━━ Input
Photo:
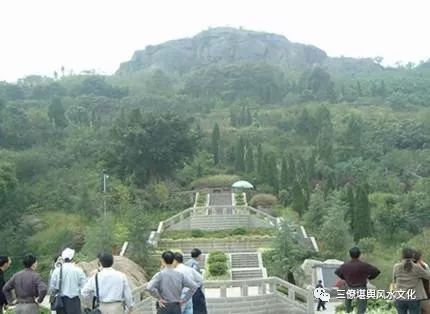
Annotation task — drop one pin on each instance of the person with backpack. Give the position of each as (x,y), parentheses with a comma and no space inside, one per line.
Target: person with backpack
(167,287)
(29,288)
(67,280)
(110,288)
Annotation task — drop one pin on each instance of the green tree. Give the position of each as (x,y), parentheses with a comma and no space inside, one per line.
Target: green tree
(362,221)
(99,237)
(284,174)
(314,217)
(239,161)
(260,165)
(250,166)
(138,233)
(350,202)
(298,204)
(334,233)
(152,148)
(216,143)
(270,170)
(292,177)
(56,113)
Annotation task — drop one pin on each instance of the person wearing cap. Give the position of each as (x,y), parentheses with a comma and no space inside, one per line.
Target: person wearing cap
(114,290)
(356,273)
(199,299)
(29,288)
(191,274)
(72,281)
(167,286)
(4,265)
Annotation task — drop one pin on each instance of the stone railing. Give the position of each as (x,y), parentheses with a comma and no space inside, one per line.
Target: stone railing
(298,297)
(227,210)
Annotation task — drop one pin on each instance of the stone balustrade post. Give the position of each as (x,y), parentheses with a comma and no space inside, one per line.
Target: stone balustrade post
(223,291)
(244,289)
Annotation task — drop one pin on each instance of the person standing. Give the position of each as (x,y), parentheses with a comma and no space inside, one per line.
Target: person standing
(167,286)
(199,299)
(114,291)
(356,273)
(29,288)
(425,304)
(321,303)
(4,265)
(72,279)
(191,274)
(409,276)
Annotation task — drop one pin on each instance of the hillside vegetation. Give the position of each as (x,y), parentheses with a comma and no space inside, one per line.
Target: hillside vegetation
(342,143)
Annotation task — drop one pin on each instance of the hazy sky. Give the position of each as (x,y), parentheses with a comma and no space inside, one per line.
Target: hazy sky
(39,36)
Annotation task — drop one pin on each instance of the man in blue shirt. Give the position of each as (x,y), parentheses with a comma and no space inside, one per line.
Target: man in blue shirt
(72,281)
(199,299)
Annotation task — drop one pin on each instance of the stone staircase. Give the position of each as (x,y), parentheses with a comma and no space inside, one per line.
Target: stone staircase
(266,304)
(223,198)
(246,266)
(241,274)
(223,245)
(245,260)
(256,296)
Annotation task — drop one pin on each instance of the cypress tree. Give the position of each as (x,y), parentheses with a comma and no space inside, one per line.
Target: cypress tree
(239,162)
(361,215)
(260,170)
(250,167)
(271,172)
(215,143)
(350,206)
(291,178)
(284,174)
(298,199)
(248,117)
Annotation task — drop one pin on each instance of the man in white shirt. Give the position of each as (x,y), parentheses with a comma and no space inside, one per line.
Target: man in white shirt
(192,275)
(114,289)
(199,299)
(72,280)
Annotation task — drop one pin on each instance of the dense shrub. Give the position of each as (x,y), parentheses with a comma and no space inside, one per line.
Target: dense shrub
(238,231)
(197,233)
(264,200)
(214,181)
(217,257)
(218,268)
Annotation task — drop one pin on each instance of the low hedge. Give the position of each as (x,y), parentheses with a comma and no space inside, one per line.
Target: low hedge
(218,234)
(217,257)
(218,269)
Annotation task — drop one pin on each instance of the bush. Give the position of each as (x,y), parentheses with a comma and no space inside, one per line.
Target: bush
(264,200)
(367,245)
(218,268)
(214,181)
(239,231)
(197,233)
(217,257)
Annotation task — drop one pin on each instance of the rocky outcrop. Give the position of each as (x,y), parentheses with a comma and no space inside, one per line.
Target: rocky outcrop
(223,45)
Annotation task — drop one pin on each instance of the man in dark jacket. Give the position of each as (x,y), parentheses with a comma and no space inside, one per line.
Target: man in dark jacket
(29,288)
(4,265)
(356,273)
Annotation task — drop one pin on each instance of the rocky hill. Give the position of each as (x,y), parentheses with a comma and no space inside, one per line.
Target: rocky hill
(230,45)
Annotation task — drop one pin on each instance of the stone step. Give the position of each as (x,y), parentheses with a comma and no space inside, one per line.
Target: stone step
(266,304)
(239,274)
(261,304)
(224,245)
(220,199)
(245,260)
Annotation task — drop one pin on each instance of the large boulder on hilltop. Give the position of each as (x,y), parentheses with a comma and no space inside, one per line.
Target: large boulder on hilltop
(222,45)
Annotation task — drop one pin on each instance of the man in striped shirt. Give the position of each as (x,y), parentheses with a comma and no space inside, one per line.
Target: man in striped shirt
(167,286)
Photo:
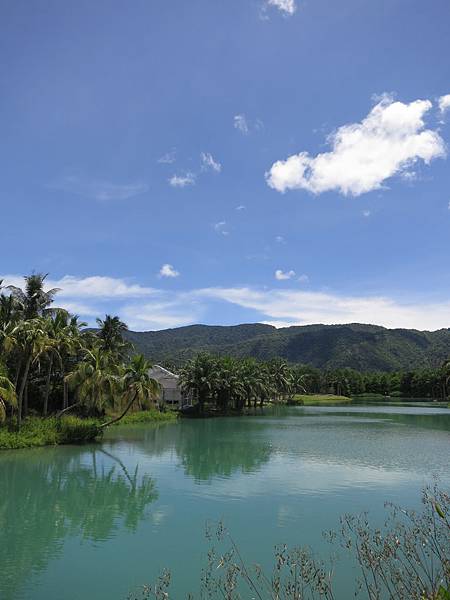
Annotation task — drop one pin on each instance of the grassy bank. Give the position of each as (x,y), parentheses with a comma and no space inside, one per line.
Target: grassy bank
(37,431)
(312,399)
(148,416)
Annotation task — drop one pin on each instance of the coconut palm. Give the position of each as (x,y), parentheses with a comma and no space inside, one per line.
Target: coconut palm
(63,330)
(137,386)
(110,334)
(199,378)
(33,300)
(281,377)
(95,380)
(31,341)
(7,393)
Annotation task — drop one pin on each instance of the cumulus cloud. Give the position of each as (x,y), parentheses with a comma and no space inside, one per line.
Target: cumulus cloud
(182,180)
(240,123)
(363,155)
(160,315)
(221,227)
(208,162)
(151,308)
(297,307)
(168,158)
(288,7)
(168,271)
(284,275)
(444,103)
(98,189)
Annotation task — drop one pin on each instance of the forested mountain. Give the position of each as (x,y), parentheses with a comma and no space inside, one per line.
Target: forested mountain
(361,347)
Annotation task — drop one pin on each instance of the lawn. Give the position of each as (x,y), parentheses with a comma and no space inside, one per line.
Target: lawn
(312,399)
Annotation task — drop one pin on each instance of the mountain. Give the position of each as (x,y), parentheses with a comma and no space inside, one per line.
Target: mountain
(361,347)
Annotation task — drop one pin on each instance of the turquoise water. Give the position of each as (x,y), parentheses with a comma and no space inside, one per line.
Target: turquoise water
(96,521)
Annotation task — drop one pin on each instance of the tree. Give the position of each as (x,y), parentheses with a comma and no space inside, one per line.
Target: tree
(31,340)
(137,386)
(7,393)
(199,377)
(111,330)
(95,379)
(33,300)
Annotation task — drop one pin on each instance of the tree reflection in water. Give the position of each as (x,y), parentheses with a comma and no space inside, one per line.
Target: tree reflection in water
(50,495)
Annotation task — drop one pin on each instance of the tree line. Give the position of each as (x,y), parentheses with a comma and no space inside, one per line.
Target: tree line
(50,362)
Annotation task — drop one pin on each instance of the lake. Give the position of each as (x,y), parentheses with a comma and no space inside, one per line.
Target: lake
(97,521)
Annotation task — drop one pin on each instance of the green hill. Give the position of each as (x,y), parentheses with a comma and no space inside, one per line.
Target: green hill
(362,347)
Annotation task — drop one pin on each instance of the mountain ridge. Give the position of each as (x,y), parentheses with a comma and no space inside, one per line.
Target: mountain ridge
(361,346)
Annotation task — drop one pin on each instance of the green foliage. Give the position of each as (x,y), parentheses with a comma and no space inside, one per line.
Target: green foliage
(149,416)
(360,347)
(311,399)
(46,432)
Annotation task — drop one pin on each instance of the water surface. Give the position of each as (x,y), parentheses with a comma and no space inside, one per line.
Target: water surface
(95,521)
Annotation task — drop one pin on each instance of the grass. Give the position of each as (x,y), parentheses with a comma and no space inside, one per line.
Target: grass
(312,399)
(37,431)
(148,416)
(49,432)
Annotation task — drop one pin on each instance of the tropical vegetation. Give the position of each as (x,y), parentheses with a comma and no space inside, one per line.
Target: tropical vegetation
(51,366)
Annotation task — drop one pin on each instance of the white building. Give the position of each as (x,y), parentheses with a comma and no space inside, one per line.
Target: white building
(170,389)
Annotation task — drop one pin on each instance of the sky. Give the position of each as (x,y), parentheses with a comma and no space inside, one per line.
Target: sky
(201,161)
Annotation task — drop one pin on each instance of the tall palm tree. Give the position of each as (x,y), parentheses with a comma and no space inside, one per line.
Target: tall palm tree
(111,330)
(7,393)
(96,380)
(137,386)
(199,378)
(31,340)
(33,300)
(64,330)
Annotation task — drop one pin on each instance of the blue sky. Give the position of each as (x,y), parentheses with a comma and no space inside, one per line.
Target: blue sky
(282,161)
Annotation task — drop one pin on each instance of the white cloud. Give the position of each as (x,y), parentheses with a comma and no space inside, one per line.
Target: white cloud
━━━━
Requirements -
Give back exactly the lines from the line containing "of the tall" to the end of the entries, and no other lines.

Written solution -
Annotation task — drop one pin on each instance of the tall palm tree. Give the position of each as (x,y), parentheses with a comma and no space inside, one per line.
Target: tall palm tree
(111,330)
(7,393)
(96,380)
(137,386)
(199,378)
(31,340)
(33,300)
(64,330)
Annotation task — drop one pin on each instance of the blue sky. Give the position of each as (x,y), parentheses with a comma and no space inside, one per line.
Target: blue sky
(282,161)
Annotation task — drop one pin on each instance of the white cloud. Give the position of each as (x,y), parentheses with a comma and no space inside, one per line.
Target: white cloud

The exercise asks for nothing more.